▶ **PROBLEM REQUIREMENTS**
Rewrite every line of the records below, including the requests, and subtract 7 from each number in the point coordinates. Leave out the pictures.

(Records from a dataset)
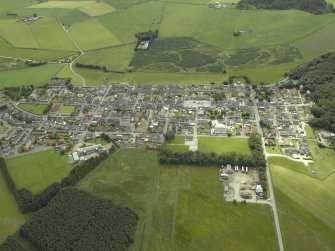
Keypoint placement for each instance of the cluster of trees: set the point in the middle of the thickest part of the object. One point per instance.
(11, 245)
(257, 159)
(76, 220)
(317, 79)
(28, 202)
(312, 6)
(17, 93)
(146, 36)
(169, 136)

▶ **SOLVED PROBLEM**
Keypoint placement for each instance of the cluster of trees: set the point in the middle of the thickest part of the object. One point per instance.
(4, 238)
(250, 152)
(69, 213)
(310, 72)
(21, 195)
(305, -1)
(10, 86)
(139, 29)
(162, 129)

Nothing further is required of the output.